__EXERCISE DIRECTIONS__
The records below must be transcribed exactly.

__STUDY MATERIAL__
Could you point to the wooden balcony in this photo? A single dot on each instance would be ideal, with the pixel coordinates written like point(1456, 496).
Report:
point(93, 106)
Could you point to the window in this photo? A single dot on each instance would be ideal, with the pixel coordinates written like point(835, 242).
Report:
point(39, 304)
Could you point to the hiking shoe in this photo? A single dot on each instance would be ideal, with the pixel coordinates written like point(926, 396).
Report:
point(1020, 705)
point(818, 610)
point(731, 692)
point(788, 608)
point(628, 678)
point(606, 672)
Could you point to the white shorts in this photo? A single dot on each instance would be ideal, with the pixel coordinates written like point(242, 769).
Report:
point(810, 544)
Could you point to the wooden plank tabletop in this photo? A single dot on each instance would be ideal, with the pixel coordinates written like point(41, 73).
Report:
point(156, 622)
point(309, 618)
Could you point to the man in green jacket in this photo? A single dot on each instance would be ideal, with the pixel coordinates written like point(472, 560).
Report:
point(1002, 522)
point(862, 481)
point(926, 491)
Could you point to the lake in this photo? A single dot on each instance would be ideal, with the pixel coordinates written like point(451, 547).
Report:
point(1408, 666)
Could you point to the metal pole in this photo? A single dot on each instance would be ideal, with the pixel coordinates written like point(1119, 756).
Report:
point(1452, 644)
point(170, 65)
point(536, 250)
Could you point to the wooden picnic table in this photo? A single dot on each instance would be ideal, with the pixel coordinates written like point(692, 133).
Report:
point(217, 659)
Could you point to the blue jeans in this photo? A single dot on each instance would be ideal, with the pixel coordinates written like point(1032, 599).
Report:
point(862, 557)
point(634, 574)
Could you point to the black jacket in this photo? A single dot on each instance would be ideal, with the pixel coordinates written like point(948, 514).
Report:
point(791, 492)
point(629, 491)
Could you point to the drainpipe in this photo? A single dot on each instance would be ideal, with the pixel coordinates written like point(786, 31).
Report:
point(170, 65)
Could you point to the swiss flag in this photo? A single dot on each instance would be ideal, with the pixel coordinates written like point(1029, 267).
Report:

__EXERCISE OUTPUT__
Could you point to the wooden balcony in this photo? A single dot on each instance would be ideal, with the pixel coordinates written like point(1456, 496).
Report:
point(93, 106)
Could you point to the window in this photo? A single dot on each instance would be ideal, with the pixel coordinates written like point(835, 242).
Report:
point(39, 304)
Could you point to the hiking shoe in this photo? A single dot on each instance would be ideal, with the pixel coordinates written like point(926, 396).
Report:
point(1020, 705)
point(818, 610)
point(731, 692)
point(788, 608)
point(628, 678)
point(606, 672)
Could you point to the white shorts in this photo? A single dot on each instance would be ideal, with the pixel coordinates written like point(242, 769).
Report:
point(810, 544)
Could you point to the wooden plank tabletop in this photo? A single dot on each instance would be ideal, with the pixel coordinates written like point(41, 73).
Report:
point(156, 622)
point(309, 618)
Could you point to the man in green jacket in this photo? A single dot on each instance would be ideal, with the pixel coordinates written like point(472, 560).
Report:
point(1002, 522)
point(862, 481)
point(926, 491)
Could you point to the lake in this photo? A single dot on each instance would be ideal, with the pixel coordinates written like point(451, 547).
Report:
point(1408, 666)
Could you point to the metal pole in this photo? A single dot on each instance would be ideal, with the pixel coordinates written like point(1119, 756).
Report:
point(1452, 644)
point(170, 65)
point(536, 250)
Could you point to the wooden picnic table in this photo? A single dot on each instance would be ideal, with the pixel coordinates written like point(692, 133).
Report:
point(217, 659)
Could you point to the blue jeans in this photo? A single dot on each instance would be ideal, with the pixel coordinates written like point(1032, 599).
Report:
point(862, 557)
point(634, 574)
Could you point to the black jacket in this photo? A single dot on each instance would be ideal, with the pixel coordinates written like point(948, 514).
Report:
point(791, 492)
point(629, 491)
Could you point to the drainpipe in this photo? A single dot on each instance would be ideal, with the pixel coordinates written like point(786, 31).
Report:
point(170, 65)
Could you point to the swiss flag in this photo? A single dot on each instance would be ideal, with the pixel coordinates written like point(1029, 267).
Report:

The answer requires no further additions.